Die hohe Kunst des Stollenbackens
WOLFEN/MZ. - Aber auch wenn nicht gerade die beste Zeit für gute alte Handwerksbetriebe ist - Troitzschs sind zuversichtlich. Immerhin besteht der Betrieb schon seit 1934 - inzwischen in der dritten Generation. Seit 1995 führt Enkel Gunter Troitzsch das Geschäft zusammen mit seiner Frau Annett.
Die Weihnachtszeit ist für beide vor allem eins: viel Arbeit. Denn jetzt kommt es auf den Stollen an. Und der wird hier seit 74 Jahren noch genau so gemacht wie am ersten Tag - nach dem alten Rezept des Großvaters. Bereits Ende Oktober geht's damit los. So ein Backtag ist ein hartes Geschäft und will gut vorbereitet sein. Der Vorteil: Bäckerei und Wohnhaus gehören bei Familie Troitzsch zusammen. Um eins klingelt der Wecker, viertel zwei steht Gunter Troitzsch schon in der Backstube. Der Stollen wird allerdings erst als letztes gemacht. "Weil der Ofen dann nicht mehr so heiß sein darf", betont der 45-Jährige. Das ist zwischen fünf und sechs Uhr. Die Zutaten werden in einem großen Rührbottich ganz vorsichtig geknetet. Um keinen Einheitsbrei aus dem wertvollem Teig zu machen, rührt die kräftige Maschine immer nur zwei Minuten. Der Meister wirft einen kritischen Blick auf sein Werk: "Wir müssen die Ruhezeiten einhalten, damit sich der Teig auch entwickelt. Das ist entscheidend." Der kleine Betrieb der Familie Troitzsch bäckt allerdings nicht nur den eigenen Stollen, sondern auch den seiner Kunden. "Bei uns hat das Tradition", sagt er während er die Zutaten in den Teig gibt. Viele Bäckereien bieten diesen Dienst nicht mehr an. Der Aufwand ist zu groß und nur noch wenige Kunden bereiten selbst ihren Stollenteig zu.

Ziel:
Gib an, seit welchem Jahr Gunter Troitzsch laut dem Textauszug über das Stollenbacken das Geschäft zusammen mit seiner Frau Annett führt. Die Zeilen stammen aus einer anderen Quelle als der Textauszug.

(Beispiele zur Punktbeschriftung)
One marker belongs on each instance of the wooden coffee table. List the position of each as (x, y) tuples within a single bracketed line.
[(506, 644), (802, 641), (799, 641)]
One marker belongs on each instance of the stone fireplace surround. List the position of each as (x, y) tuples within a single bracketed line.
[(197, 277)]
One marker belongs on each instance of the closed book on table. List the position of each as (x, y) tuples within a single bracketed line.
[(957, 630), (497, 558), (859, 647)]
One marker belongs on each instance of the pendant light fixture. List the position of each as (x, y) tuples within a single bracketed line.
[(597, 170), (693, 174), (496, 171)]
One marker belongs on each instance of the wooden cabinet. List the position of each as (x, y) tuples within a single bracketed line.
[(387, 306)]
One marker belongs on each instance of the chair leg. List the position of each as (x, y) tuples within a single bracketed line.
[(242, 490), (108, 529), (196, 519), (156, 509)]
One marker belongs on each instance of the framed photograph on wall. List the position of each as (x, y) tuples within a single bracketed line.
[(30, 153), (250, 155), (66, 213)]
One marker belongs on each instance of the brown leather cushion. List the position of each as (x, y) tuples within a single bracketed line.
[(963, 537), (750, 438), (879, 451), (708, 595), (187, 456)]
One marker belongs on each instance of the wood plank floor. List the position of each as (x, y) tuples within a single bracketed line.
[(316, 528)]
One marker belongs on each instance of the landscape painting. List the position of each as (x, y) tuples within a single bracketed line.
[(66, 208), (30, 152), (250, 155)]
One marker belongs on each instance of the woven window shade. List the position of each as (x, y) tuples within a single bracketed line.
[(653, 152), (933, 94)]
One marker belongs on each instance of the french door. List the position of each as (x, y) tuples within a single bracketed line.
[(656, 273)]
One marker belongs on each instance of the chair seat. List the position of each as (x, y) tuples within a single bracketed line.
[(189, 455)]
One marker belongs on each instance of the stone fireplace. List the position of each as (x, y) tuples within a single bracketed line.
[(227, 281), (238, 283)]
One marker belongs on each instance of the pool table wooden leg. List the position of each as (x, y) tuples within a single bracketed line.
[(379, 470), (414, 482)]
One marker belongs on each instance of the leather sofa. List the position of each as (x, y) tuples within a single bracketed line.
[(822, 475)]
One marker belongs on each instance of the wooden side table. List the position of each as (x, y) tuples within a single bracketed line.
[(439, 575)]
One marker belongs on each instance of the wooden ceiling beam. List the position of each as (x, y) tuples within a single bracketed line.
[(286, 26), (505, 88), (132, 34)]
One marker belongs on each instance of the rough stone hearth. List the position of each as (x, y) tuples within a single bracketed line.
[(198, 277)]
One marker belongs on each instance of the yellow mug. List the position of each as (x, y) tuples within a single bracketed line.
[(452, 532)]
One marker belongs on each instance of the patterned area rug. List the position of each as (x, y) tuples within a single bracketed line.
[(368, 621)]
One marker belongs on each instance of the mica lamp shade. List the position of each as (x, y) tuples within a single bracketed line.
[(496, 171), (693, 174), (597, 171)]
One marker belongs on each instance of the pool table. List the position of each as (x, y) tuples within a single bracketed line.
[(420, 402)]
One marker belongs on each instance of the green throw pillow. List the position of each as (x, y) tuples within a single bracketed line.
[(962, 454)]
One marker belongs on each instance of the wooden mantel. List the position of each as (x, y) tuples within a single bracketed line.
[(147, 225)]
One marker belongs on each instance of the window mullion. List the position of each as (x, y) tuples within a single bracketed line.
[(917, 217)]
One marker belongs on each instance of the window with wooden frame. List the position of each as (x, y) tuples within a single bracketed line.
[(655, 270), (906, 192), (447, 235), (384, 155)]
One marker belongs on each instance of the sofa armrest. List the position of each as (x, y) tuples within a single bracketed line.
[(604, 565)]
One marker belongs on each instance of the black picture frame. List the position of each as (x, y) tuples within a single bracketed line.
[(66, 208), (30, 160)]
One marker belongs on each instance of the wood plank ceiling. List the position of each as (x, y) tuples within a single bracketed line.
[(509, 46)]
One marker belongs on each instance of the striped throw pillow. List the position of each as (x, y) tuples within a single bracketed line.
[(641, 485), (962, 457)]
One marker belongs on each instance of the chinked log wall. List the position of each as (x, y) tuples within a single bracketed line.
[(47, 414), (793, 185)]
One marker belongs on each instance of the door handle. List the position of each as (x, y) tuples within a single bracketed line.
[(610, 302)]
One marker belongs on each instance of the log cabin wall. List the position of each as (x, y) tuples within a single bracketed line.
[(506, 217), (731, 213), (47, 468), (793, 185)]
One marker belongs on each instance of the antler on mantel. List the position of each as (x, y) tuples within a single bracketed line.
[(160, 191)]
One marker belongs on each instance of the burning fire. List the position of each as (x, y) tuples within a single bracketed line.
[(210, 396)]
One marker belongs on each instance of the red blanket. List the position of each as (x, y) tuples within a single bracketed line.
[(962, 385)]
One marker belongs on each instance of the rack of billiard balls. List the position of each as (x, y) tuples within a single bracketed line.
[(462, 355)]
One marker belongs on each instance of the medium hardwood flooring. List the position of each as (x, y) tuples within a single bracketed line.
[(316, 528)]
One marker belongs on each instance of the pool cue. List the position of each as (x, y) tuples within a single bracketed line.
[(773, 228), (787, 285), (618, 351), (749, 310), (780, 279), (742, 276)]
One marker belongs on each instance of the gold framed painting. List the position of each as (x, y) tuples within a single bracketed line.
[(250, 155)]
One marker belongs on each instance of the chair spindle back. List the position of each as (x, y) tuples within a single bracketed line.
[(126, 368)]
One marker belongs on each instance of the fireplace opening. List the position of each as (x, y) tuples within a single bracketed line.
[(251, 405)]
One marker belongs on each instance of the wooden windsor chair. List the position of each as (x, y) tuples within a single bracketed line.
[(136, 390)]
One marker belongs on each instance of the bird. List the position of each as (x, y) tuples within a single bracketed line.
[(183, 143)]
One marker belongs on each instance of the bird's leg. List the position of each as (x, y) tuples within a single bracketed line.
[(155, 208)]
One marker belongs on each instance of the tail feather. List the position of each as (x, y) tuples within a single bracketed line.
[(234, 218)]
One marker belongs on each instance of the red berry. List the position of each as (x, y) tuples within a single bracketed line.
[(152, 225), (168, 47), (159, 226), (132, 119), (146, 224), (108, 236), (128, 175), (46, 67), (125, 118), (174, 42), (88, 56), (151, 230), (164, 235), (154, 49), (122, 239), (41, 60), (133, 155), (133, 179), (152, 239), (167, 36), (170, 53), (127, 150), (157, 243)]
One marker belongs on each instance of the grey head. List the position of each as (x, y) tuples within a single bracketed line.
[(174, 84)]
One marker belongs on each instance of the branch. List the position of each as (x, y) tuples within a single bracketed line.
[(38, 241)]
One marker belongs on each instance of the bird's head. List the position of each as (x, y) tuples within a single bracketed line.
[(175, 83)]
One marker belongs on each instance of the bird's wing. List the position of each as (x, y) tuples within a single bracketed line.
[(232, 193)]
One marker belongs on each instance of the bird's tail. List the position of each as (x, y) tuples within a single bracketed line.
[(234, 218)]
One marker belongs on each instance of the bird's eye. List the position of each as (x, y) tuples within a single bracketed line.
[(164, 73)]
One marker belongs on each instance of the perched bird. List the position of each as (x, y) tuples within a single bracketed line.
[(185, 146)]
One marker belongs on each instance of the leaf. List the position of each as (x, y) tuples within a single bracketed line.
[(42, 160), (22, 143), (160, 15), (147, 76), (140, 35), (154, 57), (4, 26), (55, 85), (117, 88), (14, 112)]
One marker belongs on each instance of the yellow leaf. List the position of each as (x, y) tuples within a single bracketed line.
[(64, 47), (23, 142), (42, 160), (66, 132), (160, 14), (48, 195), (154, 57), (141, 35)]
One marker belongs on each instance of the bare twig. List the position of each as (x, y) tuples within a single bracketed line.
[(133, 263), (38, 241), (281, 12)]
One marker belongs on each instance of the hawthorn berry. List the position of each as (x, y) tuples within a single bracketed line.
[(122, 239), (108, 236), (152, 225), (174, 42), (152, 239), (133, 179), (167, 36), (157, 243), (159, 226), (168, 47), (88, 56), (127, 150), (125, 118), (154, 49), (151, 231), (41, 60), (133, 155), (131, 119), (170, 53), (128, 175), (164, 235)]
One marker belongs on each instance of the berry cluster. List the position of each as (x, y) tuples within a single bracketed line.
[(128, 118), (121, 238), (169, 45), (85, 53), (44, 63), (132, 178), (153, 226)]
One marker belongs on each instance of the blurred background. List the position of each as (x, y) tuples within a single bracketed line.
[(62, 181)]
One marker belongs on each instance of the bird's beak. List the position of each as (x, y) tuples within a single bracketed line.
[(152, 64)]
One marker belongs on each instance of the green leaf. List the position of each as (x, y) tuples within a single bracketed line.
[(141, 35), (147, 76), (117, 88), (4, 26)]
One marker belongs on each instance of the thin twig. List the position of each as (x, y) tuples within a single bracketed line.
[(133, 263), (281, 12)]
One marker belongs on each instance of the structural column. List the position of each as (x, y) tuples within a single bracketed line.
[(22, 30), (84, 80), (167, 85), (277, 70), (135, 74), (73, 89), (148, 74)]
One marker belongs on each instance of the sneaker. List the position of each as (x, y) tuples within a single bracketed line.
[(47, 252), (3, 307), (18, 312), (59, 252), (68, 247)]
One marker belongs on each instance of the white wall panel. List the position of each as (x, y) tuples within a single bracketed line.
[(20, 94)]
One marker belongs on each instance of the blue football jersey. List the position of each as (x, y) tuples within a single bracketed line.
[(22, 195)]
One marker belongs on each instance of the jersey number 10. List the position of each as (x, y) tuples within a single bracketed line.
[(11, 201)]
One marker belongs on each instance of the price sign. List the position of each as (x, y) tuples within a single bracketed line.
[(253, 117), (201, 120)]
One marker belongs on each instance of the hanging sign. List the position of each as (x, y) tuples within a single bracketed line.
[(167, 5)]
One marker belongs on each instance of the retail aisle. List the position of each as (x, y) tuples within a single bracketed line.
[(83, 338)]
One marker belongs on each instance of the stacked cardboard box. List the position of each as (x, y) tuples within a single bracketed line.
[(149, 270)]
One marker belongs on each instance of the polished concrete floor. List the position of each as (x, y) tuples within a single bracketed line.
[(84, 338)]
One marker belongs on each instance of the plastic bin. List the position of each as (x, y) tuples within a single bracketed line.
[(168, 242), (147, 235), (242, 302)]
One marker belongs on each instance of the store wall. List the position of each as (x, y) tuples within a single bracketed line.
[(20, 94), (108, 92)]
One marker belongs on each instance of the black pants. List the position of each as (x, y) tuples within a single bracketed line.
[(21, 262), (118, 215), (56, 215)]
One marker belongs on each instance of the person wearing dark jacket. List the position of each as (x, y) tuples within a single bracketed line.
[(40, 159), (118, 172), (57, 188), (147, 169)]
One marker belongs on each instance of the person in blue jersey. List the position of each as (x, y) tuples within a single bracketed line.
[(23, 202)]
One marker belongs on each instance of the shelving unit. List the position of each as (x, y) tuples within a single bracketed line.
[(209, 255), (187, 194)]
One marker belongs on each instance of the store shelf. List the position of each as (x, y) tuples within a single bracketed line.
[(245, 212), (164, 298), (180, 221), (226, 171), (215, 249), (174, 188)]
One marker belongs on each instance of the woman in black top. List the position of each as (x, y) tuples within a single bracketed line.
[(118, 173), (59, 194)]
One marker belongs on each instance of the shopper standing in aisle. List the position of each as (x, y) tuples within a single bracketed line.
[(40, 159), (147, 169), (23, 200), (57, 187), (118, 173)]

Lösung:
Gunter Troitzsch führt das Geschäft seit 1995 zusammen mit seiner Frau Annett.